What this exercise asks.
1. In the GPU performance comparison text, what node-to-node speedup factor comes from comparing one Summit node with 6 GPUs against one dual-socket Intel Skylake CPU node with 40 cores?
2. Mark each statement yes or no according to the GPU performance comparison text, and quote the words that decide it: (a) The CPU code uses high-order compact finite-difference and filtering schemes. (b) The explicit time integration scheme is normally run at a CFL number of around 5. (c) The second-order implicit version costs about 2.5 times more per time step than the explicit scheme.
3. Render this sentence from the GPU performance comparison text in Spanish: "The speedup factors depend on how the comparisons are made."

Quoted text.

As noted above, with about 80 to \(90\%\) of the peak memory bandwidth achieved by the most compute-intensive kernels, our memory-bound GPU code is not far off from its maximum possible performance; hence, reaching a much greater percentage of the peak theoretical FLOPs per second performance of the V100 architecture is not feasible. We anticipate that potential memory bandwidth improvements in future-generation GPU architectures should enable our code to achieve higher FLOP counts per second on those systems.

Fig. 32
figure 32

Instantaneous snapshots of turbulent channel flow

Fig. 33
figure 33

Turbulent channel flow mean streamwise velocity and Reynolds stress component profiles in wall units

1.2 Performance comparison to CPU flow solver

We now provide the performance comparison between this new GPU code and our previous CPU code, which was most recently used in the simulation of flow separation problems [23, 24]. The speedup factors depend on how the comparisons are made. For example, the “node-to-node” speedup factor, which is derived from the performance comparison based on one Summit node with 6 GPUs versus one dual-socket Intel Skylake CPU node with 40 cores, comes out to about \(75\times \). This comparison is for the version of the CPU code based on the third-order, three-stage explicit Runge–Kutta scheme, same as that employed in the GPU code. Note that the CPU code uses high-order compact finite-difference [1] and filtering schemes [7, 26], whose implementations are well-optimized for the CPU. We estimate that the implementation of explicit finite-difference and filtering schemes, employed in the GPU code, into the CPU solver would result in a performance improvement in only about \(25\%\). Even in such a case, the node-to-node speedup factor would still be about \(60\times \). Basing the comparison on the number of GPUs versus the number of CPU cores would lead to an equivalent speedup factor of \(60 \times 40/6 = 400\times \), meaning that one GPU is worth 400 CPU cores. We also note that one dual-socket Intel Skylake CPU, which contains 40 cores total, is comparable in price and power consumption to a V100 GPU. If we were to base the comparison on one V100 GPU versus one dual-socket Intel Skylake CPU, the corresponding speedup factor would be \(400/40=10\times \).

The CPU code also has a second-order implicit time integration version. It is about 2.5 times more costly per time step than the explicit integration scheme. The explicit time integration scheme is normally run at a CFL number of around 0.8. Because of time accuracy concerns, the second-order implicit time integration scheme should not normally be run at a CFL number greater than 5 or so. This corresponds to a factor of about 6.25 increase in the time step with the implicit scheme. The increased computational cost per time step of the implicit scheme gives a speedup factor of about \(6.25/2.5 = 2.5\) over the explicit scheme. Thus, comparing the GPU code to the implicit version of CPU code as is, we obtain a node-to-node speedup factor of \(75/2.5 = 30\times \). The corresponding comparison based on one V100 GPU versus one dual-socket Intel Skylake CPU would yield a speedup factor of \(30/6=5\times \).

Information shown.
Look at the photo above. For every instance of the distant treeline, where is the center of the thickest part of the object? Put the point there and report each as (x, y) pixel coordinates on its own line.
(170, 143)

Solutions by task.
1. About 75×.

2.
(a) Yes: "the CPU code uses high-order compact finite-difference [1] and filtering schemes [7, 26]"
(b) No: "The explicit time integration scheme is normally run at a CFL number of around 0.8."
(c) Yes: "It is about 2.5 times more costly per time step than the explicit integration scheme."

3. Los factores de aceleración dependen de cómo se realicen las comparaciones.